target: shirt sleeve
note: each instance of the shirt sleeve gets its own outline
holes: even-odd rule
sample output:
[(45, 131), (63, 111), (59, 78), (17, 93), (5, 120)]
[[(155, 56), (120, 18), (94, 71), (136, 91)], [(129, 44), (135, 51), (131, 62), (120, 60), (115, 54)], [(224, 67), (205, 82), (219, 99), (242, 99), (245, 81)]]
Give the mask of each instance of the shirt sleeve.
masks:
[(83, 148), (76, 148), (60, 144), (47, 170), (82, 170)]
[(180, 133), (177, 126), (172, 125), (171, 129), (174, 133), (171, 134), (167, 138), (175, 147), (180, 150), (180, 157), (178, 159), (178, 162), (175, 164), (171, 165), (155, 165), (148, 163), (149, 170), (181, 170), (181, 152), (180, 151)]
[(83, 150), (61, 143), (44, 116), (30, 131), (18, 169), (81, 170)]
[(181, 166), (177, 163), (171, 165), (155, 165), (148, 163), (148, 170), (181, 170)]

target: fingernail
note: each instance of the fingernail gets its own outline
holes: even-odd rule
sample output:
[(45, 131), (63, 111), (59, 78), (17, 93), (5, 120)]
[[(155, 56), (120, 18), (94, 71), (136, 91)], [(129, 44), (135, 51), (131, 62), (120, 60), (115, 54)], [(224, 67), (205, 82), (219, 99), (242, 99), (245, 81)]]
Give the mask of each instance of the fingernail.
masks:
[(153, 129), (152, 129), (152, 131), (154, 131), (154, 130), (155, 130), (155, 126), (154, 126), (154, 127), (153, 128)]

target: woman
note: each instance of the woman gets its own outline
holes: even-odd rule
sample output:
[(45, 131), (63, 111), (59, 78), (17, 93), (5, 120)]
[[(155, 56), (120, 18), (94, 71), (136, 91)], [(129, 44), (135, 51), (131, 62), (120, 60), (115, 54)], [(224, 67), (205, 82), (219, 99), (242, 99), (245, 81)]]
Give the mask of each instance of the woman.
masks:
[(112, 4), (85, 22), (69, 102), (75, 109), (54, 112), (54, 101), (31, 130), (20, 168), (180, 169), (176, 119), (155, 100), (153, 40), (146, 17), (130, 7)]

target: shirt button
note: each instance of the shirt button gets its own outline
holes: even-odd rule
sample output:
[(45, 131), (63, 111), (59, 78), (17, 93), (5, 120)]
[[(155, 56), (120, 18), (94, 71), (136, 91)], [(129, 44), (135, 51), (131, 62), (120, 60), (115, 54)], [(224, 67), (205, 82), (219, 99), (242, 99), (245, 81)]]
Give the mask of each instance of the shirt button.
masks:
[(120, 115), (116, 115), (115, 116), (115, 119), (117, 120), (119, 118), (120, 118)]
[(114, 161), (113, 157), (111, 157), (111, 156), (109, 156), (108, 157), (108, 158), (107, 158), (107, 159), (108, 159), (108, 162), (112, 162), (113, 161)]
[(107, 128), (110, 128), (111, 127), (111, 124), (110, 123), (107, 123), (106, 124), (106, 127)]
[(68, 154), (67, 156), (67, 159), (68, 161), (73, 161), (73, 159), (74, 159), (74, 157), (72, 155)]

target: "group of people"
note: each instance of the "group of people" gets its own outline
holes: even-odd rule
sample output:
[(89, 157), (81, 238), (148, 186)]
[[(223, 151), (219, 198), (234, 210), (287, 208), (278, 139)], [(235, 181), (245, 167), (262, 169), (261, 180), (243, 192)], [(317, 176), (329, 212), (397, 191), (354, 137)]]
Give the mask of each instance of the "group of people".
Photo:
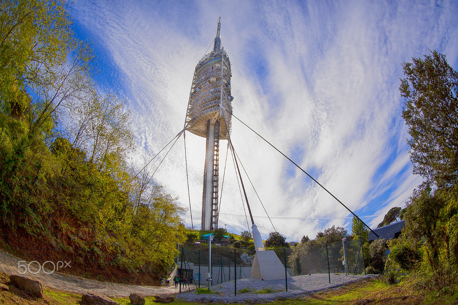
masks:
[[(178, 287), (178, 283), (180, 283), (180, 277), (178, 275), (175, 275), (175, 277), (173, 278), (173, 281), (175, 283), (175, 288), (177, 288)], [(183, 287), (186, 288), (188, 285), (188, 279), (184, 275), (181, 278), (181, 282), (183, 283)]]

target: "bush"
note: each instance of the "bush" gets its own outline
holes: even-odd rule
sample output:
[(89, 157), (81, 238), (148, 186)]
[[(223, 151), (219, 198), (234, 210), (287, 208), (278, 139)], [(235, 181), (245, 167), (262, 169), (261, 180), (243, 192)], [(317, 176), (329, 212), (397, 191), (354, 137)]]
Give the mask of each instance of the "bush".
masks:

===============

_Instruction_.
Copy every one of the rows above word for word, omitting the pictures.

_Written solution_.
target: shirt sleeve
note: each instance of the shirt sleeve gets its own outline
holes: even-odd rule
sample output:
[(45, 131), (63, 111), (59, 78), (17, 93), (5, 120)]
[[(155, 56), (120, 18), (94, 71), (136, 91)], [(129, 44), (135, 51), (131, 62), (120, 60), (115, 54)], [(224, 67), (205, 82), (219, 99), (242, 99), (245, 81)]]
Give the mask of each instance of the shirt sleeve.
masks:
[(83, 148), (76, 148), (60, 144), (47, 170), (82, 170)]
[(180, 133), (177, 126), (172, 125), (171, 129), (174, 133), (171, 134), (167, 138), (175, 147), (180, 150), (180, 157), (178, 159), (178, 162), (175, 164), (171, 165), (155, 165), (148, 163), (149, 170), (181, 170), (181, 152), (180, 151)]
[(83, 150), (61, 143), (44, 116), (30, 131), (18, 169), (81, 170)]
[(181, 166), (177, 163), (171, 165), (155, 165), (148, 163), (148, 170), (181, 170)]

target: fingernail
note: each instance of the fingernail gets its own outline
holes: even-odd rule
sample output:
[(45, 131), (63, 111), (59, 78), (17, 93), (5, 120)]
[[(155, 56), (120, 18), (94, 71), (136, 91)], [(129, 44), (135, 51), (131, 62), (120, 60), (115, 54)], [(224, 67), (205, 82), (219, 99), (242, 99), (245, 81)]]
Give the mask of each instance of the fingernail.
masks:
[(153, 129), (152, 129), (152, 131), (154, 131), (154, 130), (155, 130), (155, 126), (154, 126), (154, 127), (153, 128)]

target: woman
note: each instance of the woman gets its own outline
holes: even-odd rule
sample output:
[(45, 131), (63, 111), (59, 78), (17, 93), (5, 120)]
[[(155, 56), (120, 18), (94, 71), (136, 91)], [(129, 44), (135, 51), (131, 62), (120, 60), (115, 54)], [(224, 67), (205, 82), (219, 99), (242, 99), (245, 81)]]
Give the mask of each instance of the woman.
masks:
[(112, 4), (85, 22), (69, 102), (75, 109), (54, 112), (54, 101), (31, 130), (20, 168), (180, 169), (176, 119), (155, 100), (153, 40), (146, 17), (130, 7)]

target: shirt button
note: each instance of the shirt button gets its own outline
holes: even-odd rule
sample output:
[(45, 131), (63, 111), (59, 78), (17, 93), (5, 120)]
[[(155, 56), (120, 18), (94, 71), (136, 91)], [(129, 44), (135, 51), (131, 62), (120, 60), (115, 54)], [(224, 67), (205, 82), (219, 99), (242, 99), (245, 81)]]
Give the mask of each instance of the shirt button.
masks:
[(120, 115), (116, 115), (115, 116), (115, 119), (117, 120), (119, 118), (120, 118)]
[(114, 161), (113, 157), (111, 157), (111, 156), (109, 156), (108, 157), (108, 158), (107, 158), (107, 159), (108, 159), (108, 162), (112, 162), (113, 161)]
[(107, 128), (110, 128), (111, 127), (111, 124), (110, 123), (107, 123), (106, 124), (106, 127)]
[(68, 154), (67, 156), (67, 159), (68, 161), (73, 161), (73, 159), (74, 159), (74, 157), (72, 155)]

target: "group of people"
note: each instance of the "group of people" gets its own outline
holes: even-odd rule
sample output:
[(89, 157), (81, 238), (148, 186)]
[[(223, 151), (219, 198), (234, 210), (287, 208), (278, 139)], [(235, 181), (245, 167), (262, 169), (261, 180), (243, 192)], [(317, 176), (329, 212), (397, 191), (354, 137)]]
Give the mask of each instance of the "group of people".
Photo:
masks:
[[(178, 287), (178, 283), (180, 283), (180, 277), (178, 275), (175, 275), (175, 277), (173, 278), (173, 281), (175, 283), (175, 288), (177, 288)], [(183, 287), (186, 288), (188, 285), (188, 279), (184, 275), (181, 278), (181, 282), (183, 283)]]

target: "bush"
note: each instance of the "bush" gets its own outline
holes: even-odd rule
sample output:
[(89, 157), (81, 238), (148, 186)]
[[(223, 151), (219, 198), (234, 210), (287, 208), (278, 139)], [(235, 181), (245, 167), (262, 169), (261, 180), (243, 192)], [(317, 176), (329, 212), (397, 191), (354, 137)]]
Give the mask of each instance of the "bush".
masks:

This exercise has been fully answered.